• _Problem to work on_
Output the records exactly as they appear, with no pictures included.

• _Given data_
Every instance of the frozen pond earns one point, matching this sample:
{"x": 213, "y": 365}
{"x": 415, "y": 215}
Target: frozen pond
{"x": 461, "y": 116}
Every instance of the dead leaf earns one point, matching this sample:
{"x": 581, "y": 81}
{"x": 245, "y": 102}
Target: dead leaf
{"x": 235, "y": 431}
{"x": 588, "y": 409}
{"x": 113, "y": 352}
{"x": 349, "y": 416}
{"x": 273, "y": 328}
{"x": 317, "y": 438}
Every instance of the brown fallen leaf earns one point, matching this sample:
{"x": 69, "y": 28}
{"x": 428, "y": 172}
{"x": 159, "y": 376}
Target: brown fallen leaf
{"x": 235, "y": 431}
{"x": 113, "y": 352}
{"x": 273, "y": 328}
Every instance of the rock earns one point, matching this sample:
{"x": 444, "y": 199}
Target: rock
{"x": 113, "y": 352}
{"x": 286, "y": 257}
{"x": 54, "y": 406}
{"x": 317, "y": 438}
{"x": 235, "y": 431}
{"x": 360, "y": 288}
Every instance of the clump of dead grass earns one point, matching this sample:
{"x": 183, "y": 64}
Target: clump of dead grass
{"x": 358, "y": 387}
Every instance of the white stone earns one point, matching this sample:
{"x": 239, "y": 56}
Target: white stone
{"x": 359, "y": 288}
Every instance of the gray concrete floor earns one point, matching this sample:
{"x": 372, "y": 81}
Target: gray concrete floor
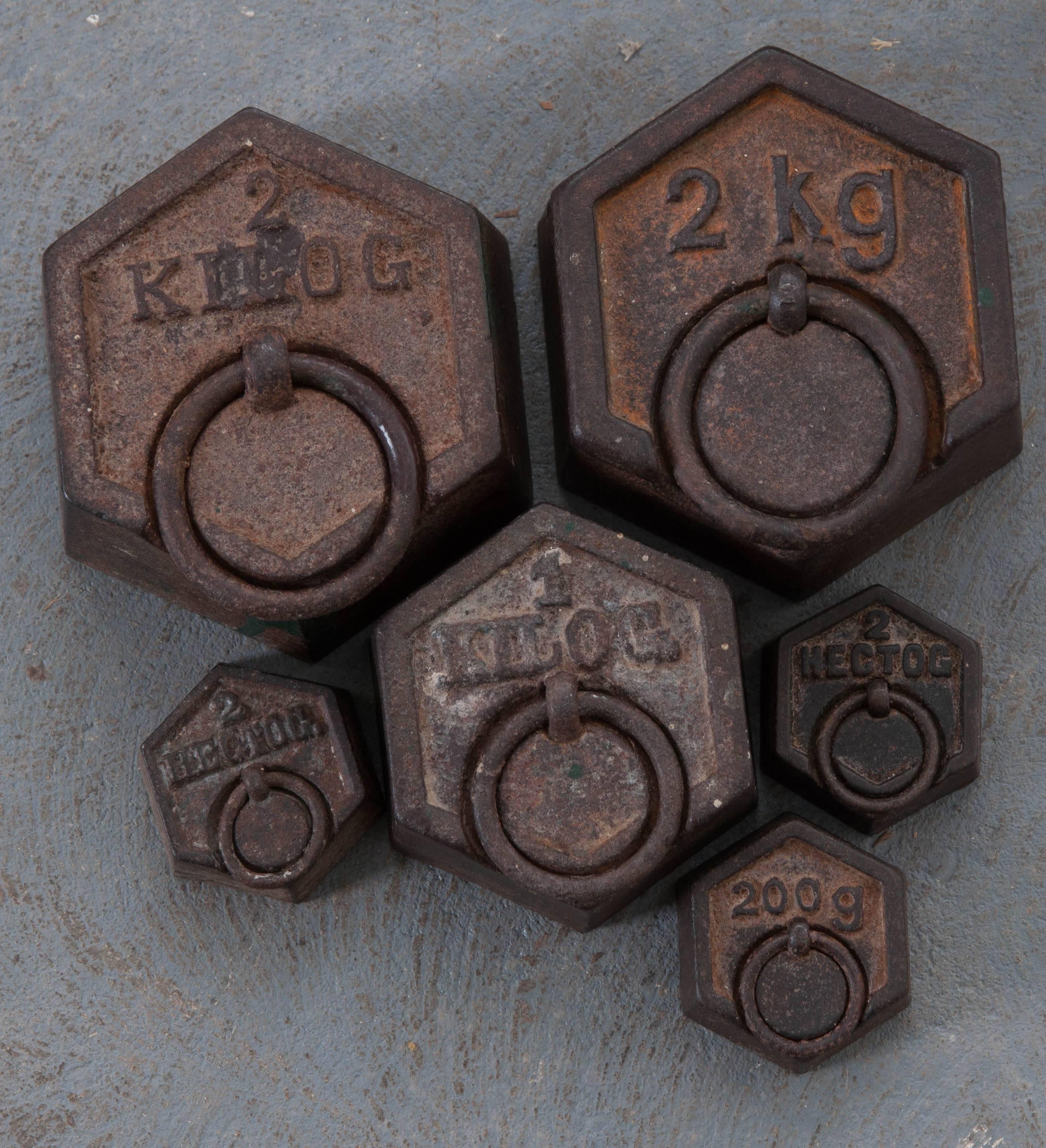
{"x": 402, "y": 1007}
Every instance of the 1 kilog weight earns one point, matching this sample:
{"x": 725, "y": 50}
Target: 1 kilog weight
{"x": 564, "y": 717}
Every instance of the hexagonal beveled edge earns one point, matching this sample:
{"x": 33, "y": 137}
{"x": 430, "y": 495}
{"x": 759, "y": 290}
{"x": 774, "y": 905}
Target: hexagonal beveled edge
{"x": 792, "y": 771}
{"x": 437, "y": 836}
{"x": 570, "y": 227}
{"x": 367, "y": 804}
{"x": 466, "y": 233}
{"x": 695, "y": 959}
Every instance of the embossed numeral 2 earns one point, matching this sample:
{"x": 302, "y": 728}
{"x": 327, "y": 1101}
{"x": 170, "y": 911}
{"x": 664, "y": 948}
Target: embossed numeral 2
{"x": 689, "y": 237}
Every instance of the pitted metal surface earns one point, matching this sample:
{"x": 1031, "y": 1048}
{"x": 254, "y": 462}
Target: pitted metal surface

• _Exercise output_
Every instance of the frozen pond earns one point, matching this sample:
{"x": 213, "y": 365}
{"x": 415, "y": 215}
Target: frozen pond
{"x": 461, "y": 116}
Every instance of the dead leaf earns one point, matching this sample:
{"x": 581, "y": 81}
{"x": 245, "y": 102}
Target: dead leaf
{"x": 235, "y": 431}
{"x": 588, "y": 409}
{"x": 113, "y": 352}
{"x": 349, "y": 416}
{"x": 273, "y": 328}
{"x": 317, "y": 438}
Every instance of the brown fallen leaf earns one point, matching this sample:
{"x": 69, "y": 28}
{"x": 428, "y": 172}
{"x": 159, "y": 376}
Target: brown fallen leaf
{"x": 235, "y": 431}
{"x": 113, "y": 352}
{"x": 273, "y": 328}
Every instance of the rock earns one point, matching this sample:
{"x": 444, "y": 199}
Target: rock
{"x": 113, "y": 352}
{"x": 286, "y": 257}
{"x": 54, "y": 406}
{"x": 317, "y": 438}
{"x": 235, "y": 431}
{"x": 360, "y": 288}
Every instance of the clump of dead grass earns one point, matching this sample:
{"x": 183, "y": 64}
Target: clump of dead grass
{"x": 358, "y": 387}
Every instance of the white stone earns one point, matching this sample:
{"x": 239, "y": 56}
Target: white stone
{"x": 359, "y": 288}
Every instance of the gray concrete floor earns one point, matching this sample:
{"x": 372, "y": 81}
Target: gray concrete floor
{"x": 402, "y": 1007}
Every instance of the 1 kilog weight earns one point, matching this sample:
{"x": 725, "y": 50}
Target: 1 kilog weight
{"x": 564, "y": 717}
Every instance of the hexagonal beveled edge earns one point, matching this sample:
{"x": 33, "y": 137}
{"x": 430, "y": 495}
{"x": 759, "y": 290}
{"x": 774, "y": 905}
Target: hexagonal beveled edge
{"x": 792, "y": 771}
{"x": 437, "y": 836}
{"x": 570, "y": 227}
{"x": 367, "y": 804}
{"x": 466, "y": 233}
{"x": 695, "y": 959}
Every instance of the embossed numeral 2 earns one point, matching this sample:
{"x": 302, "y": 728}
{"x": 327, "y": 1101}
{"x": 170, "y": 911}
{"x": 664, "y": 948}
Target: embossed numeral 2
{"x": 689, "y": 237}
Every instance of the pitted metal surface earns one point, matching this sample:
{"x": 1031, "y": 1048}
{"x": 254, "y": 462}
Target: pitted metal surface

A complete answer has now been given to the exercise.